**DATA TO USE:**

:::

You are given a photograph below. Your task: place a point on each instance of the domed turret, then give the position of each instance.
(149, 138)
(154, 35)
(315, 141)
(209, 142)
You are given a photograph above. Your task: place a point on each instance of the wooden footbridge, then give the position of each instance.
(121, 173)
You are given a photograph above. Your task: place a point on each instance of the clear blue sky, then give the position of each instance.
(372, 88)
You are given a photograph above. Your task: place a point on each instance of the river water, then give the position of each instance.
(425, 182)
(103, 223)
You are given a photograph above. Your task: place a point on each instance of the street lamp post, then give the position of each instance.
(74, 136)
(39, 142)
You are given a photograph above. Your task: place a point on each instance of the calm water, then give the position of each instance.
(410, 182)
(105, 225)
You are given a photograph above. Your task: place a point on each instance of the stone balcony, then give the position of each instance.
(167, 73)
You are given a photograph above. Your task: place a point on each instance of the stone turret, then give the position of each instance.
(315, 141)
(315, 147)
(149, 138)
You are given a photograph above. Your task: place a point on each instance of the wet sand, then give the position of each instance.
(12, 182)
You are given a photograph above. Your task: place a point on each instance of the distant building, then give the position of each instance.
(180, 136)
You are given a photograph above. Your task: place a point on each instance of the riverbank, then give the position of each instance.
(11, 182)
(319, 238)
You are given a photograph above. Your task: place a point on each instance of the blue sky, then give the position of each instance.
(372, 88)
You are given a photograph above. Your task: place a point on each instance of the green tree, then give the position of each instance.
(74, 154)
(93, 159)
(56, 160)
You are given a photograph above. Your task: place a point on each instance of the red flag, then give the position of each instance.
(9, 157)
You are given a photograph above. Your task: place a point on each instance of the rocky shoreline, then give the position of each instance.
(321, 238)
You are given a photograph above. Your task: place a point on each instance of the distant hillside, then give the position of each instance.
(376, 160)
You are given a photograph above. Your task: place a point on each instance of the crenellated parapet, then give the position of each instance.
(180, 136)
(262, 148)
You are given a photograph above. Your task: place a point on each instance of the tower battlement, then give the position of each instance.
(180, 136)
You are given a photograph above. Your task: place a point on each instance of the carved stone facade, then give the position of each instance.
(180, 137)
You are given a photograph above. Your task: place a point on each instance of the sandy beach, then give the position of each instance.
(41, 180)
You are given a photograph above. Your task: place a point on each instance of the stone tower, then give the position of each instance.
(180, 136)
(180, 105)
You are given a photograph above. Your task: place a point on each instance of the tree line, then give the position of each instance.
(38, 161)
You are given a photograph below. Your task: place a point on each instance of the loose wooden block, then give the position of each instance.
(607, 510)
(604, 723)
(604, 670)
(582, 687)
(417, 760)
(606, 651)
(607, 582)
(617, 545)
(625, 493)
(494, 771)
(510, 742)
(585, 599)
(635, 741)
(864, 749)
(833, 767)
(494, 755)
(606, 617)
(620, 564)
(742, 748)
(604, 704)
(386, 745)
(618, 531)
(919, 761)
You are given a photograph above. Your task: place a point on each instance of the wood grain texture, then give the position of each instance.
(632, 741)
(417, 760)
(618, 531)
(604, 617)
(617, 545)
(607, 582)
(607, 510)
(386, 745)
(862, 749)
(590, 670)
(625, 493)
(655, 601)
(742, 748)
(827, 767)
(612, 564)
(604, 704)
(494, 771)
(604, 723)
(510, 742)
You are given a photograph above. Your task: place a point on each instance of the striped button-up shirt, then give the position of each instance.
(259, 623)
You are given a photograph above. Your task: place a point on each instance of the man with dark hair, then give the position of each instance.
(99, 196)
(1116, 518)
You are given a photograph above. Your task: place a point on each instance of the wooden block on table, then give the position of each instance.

:::

**YOUR ASSIGNMENT:**
Retype the entries exactly; leave nothing out.

**EXERCISE OUTPUT:**
You are given a photograph below. Your task: place a point on each instance of the domed turret, then give the position of each instance.
(149, 138)
(154, 35)
(315, 141)
(209, 142)
You are given a photograph above. Your task: place a point on each instance of the wooden footbridge, then give the position of each instance.
(121, 173)
You are given a photograph above. Your task: place a point on each instance of the clear blue sky, then give the position of each instance.
(372, 88)
You are given a photograph above. Your task: place a point on each instance of the river water, then give the position of each instance.
(425, 182)
(103, 223)
You are given a photograph above. Your task: place a point on each instance of the street lamp post, then give the position of each instance.
(74, 136)
(39, 142)
You are given a photograph above. Your task: place a point on each instance of the calm water, then give the position of each instance.
(410, 182)
(105, 225)
You are given a photograph above. Your task: place a point on each instance of the stone balcony, then give the position of each instance.
(167, 73)
You are given a photograph above. Your task: place a point on each instance of the stone turret, then give the position of each instance.
(315, 141)
(315, 147)
(149, 138)
You are given a photograph above. Your task: place a point on each instance of the wet sand, then give the position of each instance.
(12, 182)
You are given a photograph above. Your task: place a point on each instance of the distant building, then give the position of each instance.
(180, 136)
You are given a photograph above. Your task: place a point on each instance of the riverbank, then give the position of each instance.
(11, 182)
(319, 238)
You are given a photograph above. Your task: place a point on each instance of the blue sky, then give the position of each instance.
(372, 88)
You are given a photograph above. Your task: place a point on each instance of the green tree, then give the position of each instance.
(74, 154)
(93, 159)
(56, 160)
You are given a photograph above. Your task: place a point on each instance of the red flag, then give the position of each instance.
(9, 157)
You are given a photograph above. Your task: place a point on each instance of the rocky shoreline, then give the position of each instance.
(321, 238)
You are given a photograph above. Your task: place a point on each instance of the distant hillside, then give the position of each instance.
(376, 160)
You are given a photograph above. Your task: place a point on each instance of the crenellated parapet, then give the position of each instance.
(180, 136)
(262, 148)
You are given a photograph above. Your task: place a point on each instance of the tower battlement, then give the position of each instance.
(180, 136)
You are given a photograph above. Your task: place a point on each instance of the carved stone facade, then give the position of each instance.
(180, 137)
You are given a photograph above. Your task: place a point on each instance of the sandy beach, then give the position of each instance.
(41, 180)
You are given a photograph above. Your task: place a point on each instance of the stone tower, then give the position of each instance.
(180, 136)
(180, 105)
You are given a photograph above. Your task: place a point on each instance of the tree line, then give the position of each instance.
(38, 161)
You are given a photograph below. Your task: place a point on each instance of the loose wooden block, then give the position of each instance.
(607, 510)
(604, 723)
(604, 670)
(582, 687)
(417, 760)
(606, 651)
(607, 582)
(617, 545)
(625, 493)
(494, 771)
(510, 742)
(585, 599)
(635, 741)
(864, 749)
(833, 767)
(494, 755)
(606, 617)
(620, 564)
(742, 748)
(604, 704)
(386, 745)
(618, 531)
(919, 761)
You are given a photograph above. Your task: place a point on each instance of the wood grain texture, then give the position of each instance.
(632, 741)
(417, 760)
(618, 531)
(604, 617)
(617, 545)
(607, 582)
(607, 510)
(386, 745)
(862, 749)
(590, 670)
(625, 493)
(655, 601)
(742, 748)
(827, 767)
(612, 564)
(604, 704)
(494, 771)
(604, 723)
(510, 742)
You are given a photograph above. Your task: place a point on each instance of the striped button-up shirt, then give the position of each instance.
(259, 623)
You are given a photograph above. Your task: place a point on each instance of the man with dark hair, then give the position of each instance.
(99, 196)
(1116, 518)
You are given a photograph above. Your task: place a point on each instance of the wooden block on table, then give the position of each instance.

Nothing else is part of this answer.